**원문 글:**

-=-=-

배치 정규화와 정규화 기법 (Normalization)¶

신경망 학습을 안정화하고 가속화하는 기법. 내부 공변량 이동(Internal Covariate Shift)을 줄임.

정규화의 필요성¶

내부 공변량 이동¶

normalization diagram 1

정규화의 효과¶

더 큰 학습률 사용 가능
초기화에 덜 민감
정규화 효과 (드롭아웃과 유사)
기울기 흐름 개선

Batch Normalization¶

미니배치 통계를 사용한 정규화.

수식¶

\[\hat{x}_i = \frac{x_i - \mu_B}{\sqrt{\sigma_B^2 + \epsilon}}$$ $$y_i = \gamma \hat{x}_i + \beta\]

$\mu_B$: 배치 평균
$\sigma_B^2$: 배치 분산
$\gamma, \beta$: 학습 가능한 스케일, 시프트 파라미터

구현¶

import torch
import torch.nn as nn

class BatchNorm1d(nn.Module):
    def __init__(self, num_features, eps=1e-5, momentum=0.1):
        super().__init__()
        self.eps = eps
        self.momentum = momentum

        # 학습 파라미터
        self.gamma = nn.Parameter(torch.ones(num_features))
        self.beta = nn.Parameter(torch.zeros(num_features))

        # Running statistics (추론용)
        self.register_buffer('running_mean', torch.zeros(num_features))
        self.register_buffer('running_var', torch.ones(num_features))

    def forward(self, x):
        if self.training:
            # 배치 통계 계산
            mean = x.mean(dim=0)
            var = x.var(dim=0, unbiased=False)

            # Running statistics 업데이트
            self.running_mean = (1 - self.momentum) * self.running_mean + self.momentum * mean
            self.running_var = (1 - self.momentum) * self.running_var + self.momentum * var
        else:
            # 추론 시 running statistics 사용
            mean = self.running_mean
            var = self.running_var

        # 정규화
        x_norm = (x - mean) / torch.sqrt(var + self.eps)
        return self.gamma * x_norm + self.beta

# PyTorch 내장
bn1d = nn.BatchNorm1d(256)

-=-=-

**발췌 자료:**

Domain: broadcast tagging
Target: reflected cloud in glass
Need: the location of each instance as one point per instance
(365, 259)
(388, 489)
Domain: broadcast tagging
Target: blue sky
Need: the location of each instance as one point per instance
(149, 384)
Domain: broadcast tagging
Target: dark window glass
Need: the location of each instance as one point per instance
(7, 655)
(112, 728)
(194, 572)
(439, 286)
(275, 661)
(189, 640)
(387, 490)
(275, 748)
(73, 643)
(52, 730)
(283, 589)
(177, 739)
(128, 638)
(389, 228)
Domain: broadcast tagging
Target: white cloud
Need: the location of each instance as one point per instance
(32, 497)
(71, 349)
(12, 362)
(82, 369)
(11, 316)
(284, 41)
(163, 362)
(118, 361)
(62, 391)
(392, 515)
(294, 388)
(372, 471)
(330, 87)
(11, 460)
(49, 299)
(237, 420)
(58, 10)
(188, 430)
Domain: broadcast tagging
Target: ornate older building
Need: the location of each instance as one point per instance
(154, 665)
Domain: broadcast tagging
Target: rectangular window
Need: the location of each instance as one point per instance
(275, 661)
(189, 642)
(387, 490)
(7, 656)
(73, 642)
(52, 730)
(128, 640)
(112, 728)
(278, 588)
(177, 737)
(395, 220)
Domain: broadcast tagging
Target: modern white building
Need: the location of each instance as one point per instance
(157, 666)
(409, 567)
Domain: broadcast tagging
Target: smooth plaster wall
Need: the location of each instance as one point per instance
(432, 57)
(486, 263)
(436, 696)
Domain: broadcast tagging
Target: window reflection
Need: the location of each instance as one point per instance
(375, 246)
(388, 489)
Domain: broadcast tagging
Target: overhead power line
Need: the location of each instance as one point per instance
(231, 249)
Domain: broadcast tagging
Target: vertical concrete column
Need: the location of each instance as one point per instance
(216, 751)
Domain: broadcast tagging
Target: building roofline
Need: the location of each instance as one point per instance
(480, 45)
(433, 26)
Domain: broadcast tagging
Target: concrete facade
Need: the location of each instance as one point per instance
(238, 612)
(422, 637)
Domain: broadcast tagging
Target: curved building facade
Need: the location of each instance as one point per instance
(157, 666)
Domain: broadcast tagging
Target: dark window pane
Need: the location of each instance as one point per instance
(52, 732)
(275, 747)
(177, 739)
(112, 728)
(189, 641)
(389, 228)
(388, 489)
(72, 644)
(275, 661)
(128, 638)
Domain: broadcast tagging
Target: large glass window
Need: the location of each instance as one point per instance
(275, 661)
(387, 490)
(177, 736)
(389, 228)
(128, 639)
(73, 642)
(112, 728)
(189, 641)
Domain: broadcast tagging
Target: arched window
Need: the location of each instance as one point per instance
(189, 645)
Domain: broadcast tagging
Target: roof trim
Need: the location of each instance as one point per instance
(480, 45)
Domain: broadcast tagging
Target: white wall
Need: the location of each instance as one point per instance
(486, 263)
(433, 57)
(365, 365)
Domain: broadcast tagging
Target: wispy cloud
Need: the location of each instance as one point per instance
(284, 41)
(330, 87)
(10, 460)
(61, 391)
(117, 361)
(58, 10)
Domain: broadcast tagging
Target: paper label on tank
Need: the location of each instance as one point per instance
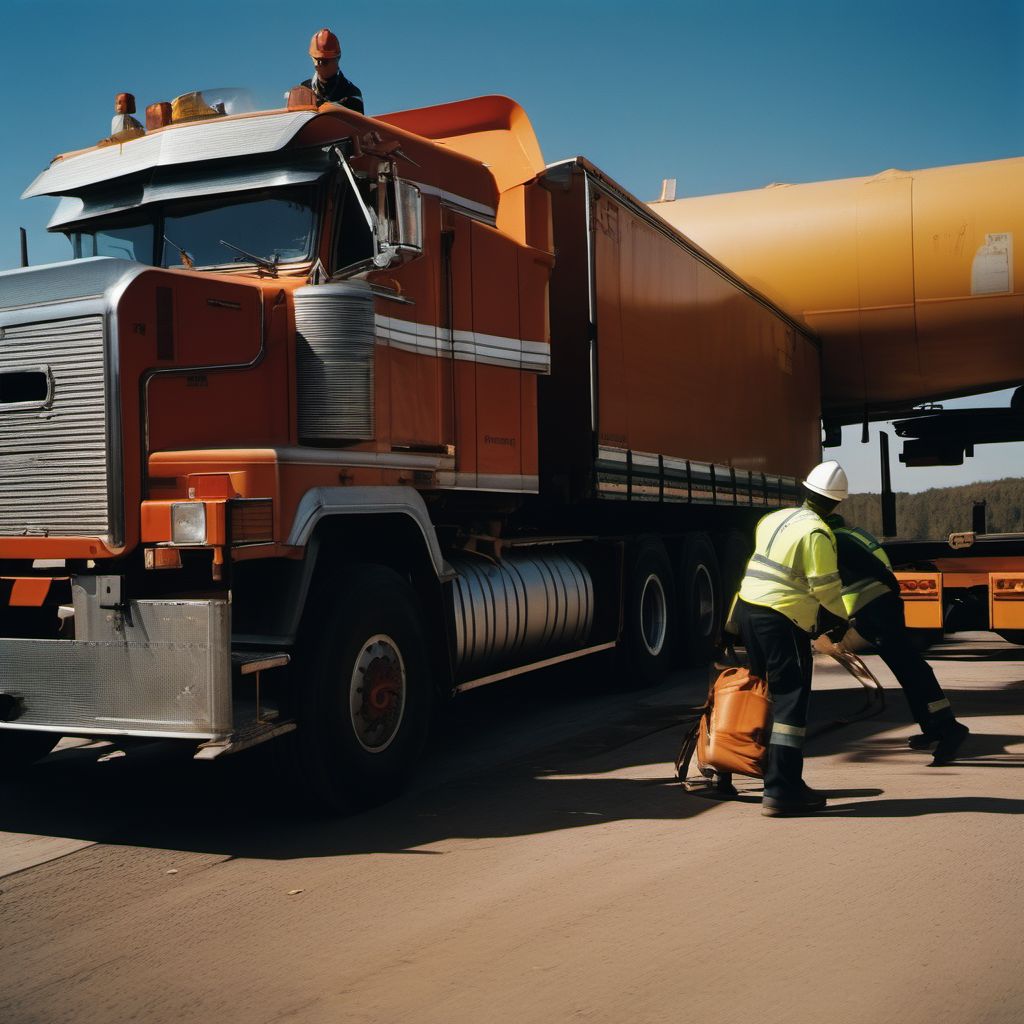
(991, 271)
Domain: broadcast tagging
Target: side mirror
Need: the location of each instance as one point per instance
(399, 222)
(408, 216)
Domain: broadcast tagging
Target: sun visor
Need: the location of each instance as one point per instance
(167, 184)
(244, 136)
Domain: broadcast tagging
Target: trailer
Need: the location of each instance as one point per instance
(909, 281)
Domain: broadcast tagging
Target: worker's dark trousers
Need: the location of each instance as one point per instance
(882, 622)
(779, 651)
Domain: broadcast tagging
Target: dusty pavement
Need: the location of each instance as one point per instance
(545, 868)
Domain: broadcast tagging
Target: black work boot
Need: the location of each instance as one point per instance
(950, 740)
(805, 802)
(923, 740)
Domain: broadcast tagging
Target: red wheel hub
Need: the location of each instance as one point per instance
(382, 687)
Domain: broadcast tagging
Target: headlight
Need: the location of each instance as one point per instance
(188, 522)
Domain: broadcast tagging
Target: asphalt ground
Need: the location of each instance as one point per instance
(545, 866)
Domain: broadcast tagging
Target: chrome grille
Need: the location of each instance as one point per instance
(53, 456)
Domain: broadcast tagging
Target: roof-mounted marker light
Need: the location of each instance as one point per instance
(158, 116)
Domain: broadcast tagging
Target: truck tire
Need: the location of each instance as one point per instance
(699, 589)
(17, 750)
(366, 694)
(650, 616)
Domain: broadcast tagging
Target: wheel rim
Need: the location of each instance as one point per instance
(653, 615)
(704, 600)
(377, 693)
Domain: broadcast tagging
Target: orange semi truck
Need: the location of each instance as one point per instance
(332, 415)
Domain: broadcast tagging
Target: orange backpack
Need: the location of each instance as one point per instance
(731, 731)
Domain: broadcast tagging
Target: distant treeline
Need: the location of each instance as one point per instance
(932, 515)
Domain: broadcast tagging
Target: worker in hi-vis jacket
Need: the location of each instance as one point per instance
(870, 596)
(791, 574)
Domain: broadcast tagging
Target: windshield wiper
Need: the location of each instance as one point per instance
(186, 261)
(269, 265)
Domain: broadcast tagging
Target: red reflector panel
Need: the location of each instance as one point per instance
(922, 594)
(1006, 600)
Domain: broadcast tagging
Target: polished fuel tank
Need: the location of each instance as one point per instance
(521, 609)
(908, 278)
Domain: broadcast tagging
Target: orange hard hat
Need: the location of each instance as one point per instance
(325, 44)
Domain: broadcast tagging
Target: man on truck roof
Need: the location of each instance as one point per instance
(791, 574)
(328, 83)
(870, 595)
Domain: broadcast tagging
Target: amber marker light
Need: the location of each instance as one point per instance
(158, 116)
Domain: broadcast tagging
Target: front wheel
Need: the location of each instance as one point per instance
(367, 693)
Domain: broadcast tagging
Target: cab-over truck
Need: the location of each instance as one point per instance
(330, 416)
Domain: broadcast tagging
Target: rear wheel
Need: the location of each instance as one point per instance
(699, 588)
(367, 693)
(650, 614)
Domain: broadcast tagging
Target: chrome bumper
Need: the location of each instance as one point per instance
(158, 669)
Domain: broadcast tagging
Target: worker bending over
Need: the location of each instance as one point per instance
(328, 83)
(870, 595)
(792, 573)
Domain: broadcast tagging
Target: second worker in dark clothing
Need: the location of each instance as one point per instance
(328, 83)
(870, 595)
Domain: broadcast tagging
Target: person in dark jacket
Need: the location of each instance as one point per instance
(870, 594)
(328, 83)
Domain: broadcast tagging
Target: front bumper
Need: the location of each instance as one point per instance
(159, 669)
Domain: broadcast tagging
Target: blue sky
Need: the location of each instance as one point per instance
(720, 95)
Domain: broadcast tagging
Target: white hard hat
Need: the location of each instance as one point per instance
(828, 479)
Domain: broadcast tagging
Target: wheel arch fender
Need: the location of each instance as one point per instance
(389, 526)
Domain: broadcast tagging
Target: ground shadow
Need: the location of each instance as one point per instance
(246, 806)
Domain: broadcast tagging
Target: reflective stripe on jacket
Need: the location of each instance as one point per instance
(863, 580)
(794, 568)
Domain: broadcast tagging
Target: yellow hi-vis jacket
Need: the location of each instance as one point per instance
(861, 592)
(793, 568)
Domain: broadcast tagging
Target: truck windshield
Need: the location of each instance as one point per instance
(276, 227)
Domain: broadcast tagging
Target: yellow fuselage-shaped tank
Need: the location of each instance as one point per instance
(908, 278)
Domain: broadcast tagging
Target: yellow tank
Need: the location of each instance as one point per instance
(908, 276)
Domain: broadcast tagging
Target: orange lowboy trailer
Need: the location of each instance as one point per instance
(383, 404)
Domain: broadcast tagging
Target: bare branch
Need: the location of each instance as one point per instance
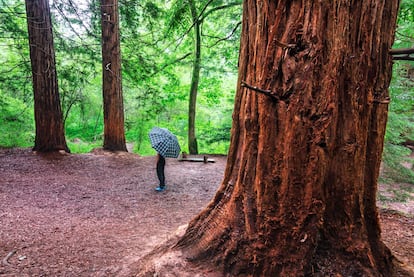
(402, 54)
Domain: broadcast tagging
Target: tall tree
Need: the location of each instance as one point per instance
(197, 11)
(299, 192)
(195, 78)
(114, 133)
(48, 115)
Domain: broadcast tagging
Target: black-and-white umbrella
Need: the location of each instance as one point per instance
(164, 142)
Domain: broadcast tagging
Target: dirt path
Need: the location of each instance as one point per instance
(97, 214)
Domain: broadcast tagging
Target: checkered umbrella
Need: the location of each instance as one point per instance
(164, 142)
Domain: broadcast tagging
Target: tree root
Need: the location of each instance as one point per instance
(6, 259)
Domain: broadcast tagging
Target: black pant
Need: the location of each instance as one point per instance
(160, 170)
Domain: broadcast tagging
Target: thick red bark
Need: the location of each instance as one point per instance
(48, 114)
(298, 195)
(114, 132)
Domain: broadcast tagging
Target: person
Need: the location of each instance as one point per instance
(160, 172)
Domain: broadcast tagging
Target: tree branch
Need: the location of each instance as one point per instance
(265, 92)
(402, 54)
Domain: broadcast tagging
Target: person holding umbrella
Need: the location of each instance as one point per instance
(167, 146)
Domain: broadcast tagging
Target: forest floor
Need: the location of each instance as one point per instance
(97, 214)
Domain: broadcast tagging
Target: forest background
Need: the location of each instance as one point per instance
(157, 48)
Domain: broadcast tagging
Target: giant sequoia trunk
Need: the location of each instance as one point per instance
(299, 191)
(50, 135)
(114, 133)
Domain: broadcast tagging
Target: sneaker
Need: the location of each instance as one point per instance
(159, 188)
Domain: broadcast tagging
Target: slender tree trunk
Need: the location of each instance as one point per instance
(50, 135)
(114, 133)
(299, 191)
(192, 140)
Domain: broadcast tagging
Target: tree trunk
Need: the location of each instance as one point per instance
(114, 133)
(299, 192)
(192, 140)
(50, 135)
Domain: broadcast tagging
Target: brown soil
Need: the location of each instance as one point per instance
(97, 214)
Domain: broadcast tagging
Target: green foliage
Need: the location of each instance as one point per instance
(400, 125)
(16, 126)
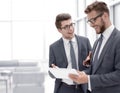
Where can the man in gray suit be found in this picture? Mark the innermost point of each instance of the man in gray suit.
(59, 53)
(103, 76)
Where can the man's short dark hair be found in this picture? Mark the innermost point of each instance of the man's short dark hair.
(61, 17)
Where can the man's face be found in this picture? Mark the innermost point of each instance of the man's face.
(96, 21)
(67, 29)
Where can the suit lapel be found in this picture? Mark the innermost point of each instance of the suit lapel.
(105, 48)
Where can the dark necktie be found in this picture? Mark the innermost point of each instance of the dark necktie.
(72, 55)
(98, 48)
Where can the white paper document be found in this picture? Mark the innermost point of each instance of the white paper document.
(62, 73)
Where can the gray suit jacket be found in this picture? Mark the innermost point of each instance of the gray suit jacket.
(105, 74)
(58, 57)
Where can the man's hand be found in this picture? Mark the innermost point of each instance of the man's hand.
(54, 66)
(86, 62)
(81, 78)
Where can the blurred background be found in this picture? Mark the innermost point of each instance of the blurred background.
(27, 28)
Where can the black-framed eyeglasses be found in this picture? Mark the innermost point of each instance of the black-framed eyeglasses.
(93, 20)
(67, 27)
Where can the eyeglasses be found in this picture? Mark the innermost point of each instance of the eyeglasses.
(93, 20)
(67, 27)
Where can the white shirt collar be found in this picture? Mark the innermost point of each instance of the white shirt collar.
(106, 34)
(66, 41)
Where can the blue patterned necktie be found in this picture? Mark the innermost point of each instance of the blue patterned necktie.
(98, 48)
(72, 54)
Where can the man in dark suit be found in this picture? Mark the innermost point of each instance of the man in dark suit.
(103, 76)
(59, 54)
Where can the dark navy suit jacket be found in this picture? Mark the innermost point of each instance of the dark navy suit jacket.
(105, 74)
(58, 57)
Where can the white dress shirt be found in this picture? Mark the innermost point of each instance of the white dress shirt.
(67, 51)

-=-=-

**풀어 볼 과제:**
1) 배치 정규화 글에서 "self.register_buffer('running_var', torch.ones(num_features))"부터 "var = x.var(dim=0, unbiased=False)"까지, "var = x.var(dim=0, unbiased=False)"도 포함하여 한 글자도 바꾸지 말고 옮겨 적으세요.
2) 배치 정규화 글이 '정규화의 효과' 항목 아래에 나열한 효과를 모두 적으세요.
3) 배치 정규화 글을 마지막 줄 다음부터 이어 쓰세요.

**과제 답안:**
1)
self.register_buffer('running_var', torch.ones(num_features))

    def forward(self, x):
        if self.training:
            # 배치 통계 계산
            mean = x.mean(dim=0)
            var = x.var(dim=0, unbiased=False)

2)
- 더 큰 학습률 사용 가능
- 초기화에 덜 민감
- 정규화 효과 (드롭아웃과 유사)
- 기울기 흐름 개선

3)
bn2d = nn.BatchNorm2d(64)  # CNN용

CNN에서의 적용¶

class ConvBlock(nn.Module):
    def __init__(self, in_channels, out_channels):
        super().__init__()
        self.conv = nn.Conv2d(in_channels, out_channels, 3, padding=1)
        self.bn = nn.BatchNorm2d(out_channels)
        self.relu = nn.ReLU()

    def forward(self, x):
        x = self.conv(x)
        x = self.bn(x)  # Conv 다음, 활성화 이전
        x = self.relu(x)
        return x

BatchNorm의 문제점¶

문제	설명
배치 크기 의존	작은 배치에서 불안정
시퀀스 길이	가변 길이 시퀀스에 부적합
분산 학습	배치 통계 동기화 필요
추론 불일치	훈련/추론 시 다른 통계 사용

Layer Normalization¶

시퀀스 모델과 Transformer의 표준.

수식¶

각 샘플 내에서 정규화:

\[\hat{x} = \frac{x - \mu}{\sqrt{\sigma^2 + \epsilon}}$$ $$y = \gamma \odot \hat{x} + \beta\]

$\mu, \sigma$: 한 샘플의 모든 특성에 대한 통계

구현¶

class LayerNorm(nn.Module):
    def __init__(self, normalized_shape, eps=1e-5):
        super().__init__()
        self.eps = eps

        if isinstance(normalized_shape, int):
            normalized_shape = (normalized_shape,)
        self.normalized_shape = normalized_shape

        self.gamma = nn.Parameter(torch.ones(normalized_shape))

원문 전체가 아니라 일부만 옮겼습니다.